● **Data supplied**:
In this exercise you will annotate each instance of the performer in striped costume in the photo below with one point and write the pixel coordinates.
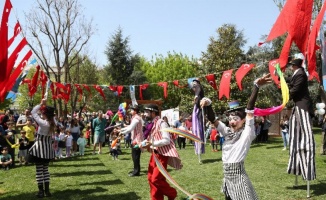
(163, 146)
(137, 137)
(301, 139)
(41, 152)
(238, 138)
(198, 128)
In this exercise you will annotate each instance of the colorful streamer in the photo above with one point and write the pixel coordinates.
(285, 97)
(184, 133)
(171, 180)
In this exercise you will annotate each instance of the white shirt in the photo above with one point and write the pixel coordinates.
(165, 136)
(237, 152)
(44, 125)
(69, 141)
(130, 128)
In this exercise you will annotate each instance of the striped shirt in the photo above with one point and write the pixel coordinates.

● **Work instructions**: Please copy the listing above word for word, leaving out the pictures.

● **Response to this task**:
In this exercise you will annotate each instance of the performer in striped costume in the photo below with one point and write the pixel coordinates.
(163, 146)
(137, 137)
(301, 139)
(41, 152)
(238, 138)
(198, 128)
In this exercise you will annotate each instance of the colorful streamer in the photo above with one point and write the pixel coordinates.
(285, 97)
(184, 133)
(171, 180)
In this exercise you will annotate each instance of the white shirt in the photo above with one point and write the pixel coordinates.
(165, 136)
(237, 152)
(44, 125)
(69, 141)
(130, 128)
In this exercise you will annotate each instance of the striped shirt in the photo above with one point and write the pixel coordinates.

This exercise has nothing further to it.